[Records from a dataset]
::::::

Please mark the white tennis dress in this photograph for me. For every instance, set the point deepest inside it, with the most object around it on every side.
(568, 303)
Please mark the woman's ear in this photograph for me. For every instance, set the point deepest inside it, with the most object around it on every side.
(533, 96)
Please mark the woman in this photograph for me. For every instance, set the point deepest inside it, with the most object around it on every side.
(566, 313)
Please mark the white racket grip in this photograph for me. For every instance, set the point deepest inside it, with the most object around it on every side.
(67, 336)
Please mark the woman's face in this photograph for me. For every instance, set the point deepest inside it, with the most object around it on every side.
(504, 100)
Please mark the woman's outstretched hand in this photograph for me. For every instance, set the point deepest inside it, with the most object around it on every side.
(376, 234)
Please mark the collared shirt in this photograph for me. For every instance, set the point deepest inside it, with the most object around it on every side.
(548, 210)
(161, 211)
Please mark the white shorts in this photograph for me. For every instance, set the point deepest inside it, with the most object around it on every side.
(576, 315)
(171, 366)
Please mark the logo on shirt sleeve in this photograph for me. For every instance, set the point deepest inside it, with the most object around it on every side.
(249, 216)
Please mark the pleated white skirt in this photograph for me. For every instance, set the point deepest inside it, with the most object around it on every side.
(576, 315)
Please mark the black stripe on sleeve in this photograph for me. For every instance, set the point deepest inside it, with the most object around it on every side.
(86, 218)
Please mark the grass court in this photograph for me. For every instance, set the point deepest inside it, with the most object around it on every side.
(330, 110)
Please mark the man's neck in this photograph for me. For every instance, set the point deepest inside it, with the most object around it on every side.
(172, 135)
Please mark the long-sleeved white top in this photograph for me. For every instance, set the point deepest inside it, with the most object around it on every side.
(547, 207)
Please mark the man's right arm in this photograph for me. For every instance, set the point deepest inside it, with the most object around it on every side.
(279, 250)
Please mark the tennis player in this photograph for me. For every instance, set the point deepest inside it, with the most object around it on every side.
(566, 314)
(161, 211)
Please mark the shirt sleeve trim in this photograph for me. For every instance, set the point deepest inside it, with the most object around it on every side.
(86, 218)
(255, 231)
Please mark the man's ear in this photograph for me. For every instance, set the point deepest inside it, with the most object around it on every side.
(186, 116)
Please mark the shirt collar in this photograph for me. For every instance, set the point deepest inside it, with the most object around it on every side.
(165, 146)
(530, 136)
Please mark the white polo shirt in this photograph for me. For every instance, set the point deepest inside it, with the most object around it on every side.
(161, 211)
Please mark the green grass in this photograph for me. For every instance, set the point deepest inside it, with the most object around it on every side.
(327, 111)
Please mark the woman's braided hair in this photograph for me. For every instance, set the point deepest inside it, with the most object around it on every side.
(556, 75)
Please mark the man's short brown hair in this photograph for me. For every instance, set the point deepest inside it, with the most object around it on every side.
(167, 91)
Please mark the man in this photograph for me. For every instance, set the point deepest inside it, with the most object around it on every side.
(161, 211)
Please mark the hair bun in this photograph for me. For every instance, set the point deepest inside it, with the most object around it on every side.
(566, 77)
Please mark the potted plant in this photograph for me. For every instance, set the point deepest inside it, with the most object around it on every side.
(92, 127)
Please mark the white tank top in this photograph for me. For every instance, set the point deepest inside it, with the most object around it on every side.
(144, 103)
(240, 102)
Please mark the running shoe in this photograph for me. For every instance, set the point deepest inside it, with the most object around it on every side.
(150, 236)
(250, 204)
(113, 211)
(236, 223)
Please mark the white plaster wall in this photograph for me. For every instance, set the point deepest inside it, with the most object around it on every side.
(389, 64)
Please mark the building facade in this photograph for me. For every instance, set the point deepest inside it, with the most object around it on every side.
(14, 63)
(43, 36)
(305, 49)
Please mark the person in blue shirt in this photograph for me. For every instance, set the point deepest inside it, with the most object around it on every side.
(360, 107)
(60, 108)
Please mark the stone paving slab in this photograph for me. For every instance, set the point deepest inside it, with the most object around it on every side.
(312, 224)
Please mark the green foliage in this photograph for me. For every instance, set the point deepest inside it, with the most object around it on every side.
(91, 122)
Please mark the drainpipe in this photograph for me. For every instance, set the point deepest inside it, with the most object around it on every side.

::::::

*WORK TO BE COMPLETED*:
Set down each entry again, exactly as written.

*WRITTEN RESPONSE*:
Please mark the white tennis dress in this photograph for me. For every instance, set the point deepest inside it, with the most object around it on every side.
(568, 303)
Please mark the woman's ear in this photograph for me. For every instance, set the point deepest inside it, with the most object around it on every side.
(533, 96)
Please mark the woman in this photograph for me. For every instance, set the point deepest inside it, with the most object around it on every side.
(566, 313)
Please mark the white racket grip in this photograph for me. For every instance, set the point deepest inside it, with the most object around it on every side.
(67, 336)
Please mark the woman's face in this photograph for me. For every instance, set the point deepest inside it, with the most object around it on every side.
(504, 100)
Please mark the woman's outstretched hand in this photograph for me. For every instance, set the point deepest inside it, with the most object around it on every side.
(376, 234)
Please mark the collared shirt in this photograph for me. For every instance, set the point deepest inside it, with the most object around it on every side.
(548, 210)
(161, 211)
Please mark the white shorts in this photograph for me. For every instance, set the point deepest inside it, with the most object around it on every side.
(576, 315)
(171, 366)
Please mark the logo on shirt sleeve in this photograph for me. For every instance, set the point deepest inside it, with the most object around it on every side.
(249, 216)
Please mark the pleated white skirt in this photograph for me. For every instance, set the point deepest inside it, with the most object around it on every side.
(576, 315)
Please mark the black stripe on sleeve in this photograph for me. For every instance, set the point deepest inside it, with the most object around it on every side.
(86, 218)
Please mark the grass court in this photograph for me. For every instance, set the point deepest inside it, with the most object around it on every side.
(330, 110)
Please mark the man's neck in this photograph for me. For every instance, set the point deepest inside it, with the most object around it on every side.
(172, 135)
Please mark the long-sleeved white top in this photograph for me. For every instance, set the point deepest inside it, with the most object around it on every side.
(547, 207)
Please mark the man's right arm in this photograph for me. For every instance, set the point deepest inside it, with the most object around it on every side.
(279, 250)
Please mark the tennis player in this photograph for me. For every instance, set the point deepest inside it, with the most object around it on every side.
(566, 314)
(161, 211)
Please mark the shirt sleeve trim in this photograph for me. For every instance, set the point deepest inside it, with the most object around it on every side.
(86, 218)
(255, 231)
Please mark the man's ear in this photograph for me. For every instance, set the point deepest inside it, with the most object around it on every side.
(186, 116)
Please mark the shirt collar in this photograph for me. For every instance, set the point deepest inside it, with the most object around it on every side.
(165, 146)
(530, 136)
Please mark the white polo shirt in this photograph for me. For every instance, set the point deepest inside it, with the most object around it on every side.
(161, 211)
Please mark the green grass in this photograph for me. For every instance, set the point deepest inside it, with the most object around it on every side.
(327, 111)
Please mark the woman's braided hair in this photograph for me. For every instance, set the point deepest inside it, with the most object around it on every side.
(556, 75)
Please mark the man's short brown hair in this photograph for me. For every instance, set the point deepest inside it, with the most object around it on every side.
(167, 91)
Please mark the man in this photograph for me. For every instance, set the point deepest inside it, with the most object around it on every side.
(161, 211)
Please mark the hair bun in this photograph for me. For every instance, set the point deepest inside it, with the most object around it on every side.
(566, 77)
Please mark the potted plant in this photograph for me. For every instance, set the point deepest inside it, with the most object around it on every side.
(92, 127)
Please mark the white tank top in this photograph for me. For every instance, set the point deepest inside it, with the most object around it on every side.
(144, 103)
(240, 102)
Please mark the running shoe in this photograph for me. For every instance, set the point deepest inside it, with the most object around it on every side.
(150, 236)
(250, 204)
(113, 211)
(236, 223)
Please mark the white plaster wall in this photograph for me. For every instance, set the point deepest inside it, with the most object around it on every side.
(389, 64)
Please mark the building facade in this photograph for me. For every instance, set the point deepest inside it, with the most object around it on every side.
(14, 63)
(43, 36)
(305, 49)
Please mark the person in blue shirt in this photograph for me. For every instance, set the point deepest inside it, with the most object around it on every side.
(360, 107)
(60, 108)
Please mark the stone paving slab in this photograph for me. For every instance, set the point deepest inside it, with the most object around it on every side.
(312, 224)
Please mark the green foliage in this photograph for me. For every instance, set the point deepest inside it, with the most object around it on every side.
(91, 122)
Please mark the drainpipe in this photograph for me. For every instance, set the point deepest inside it, with the most object around it on every side.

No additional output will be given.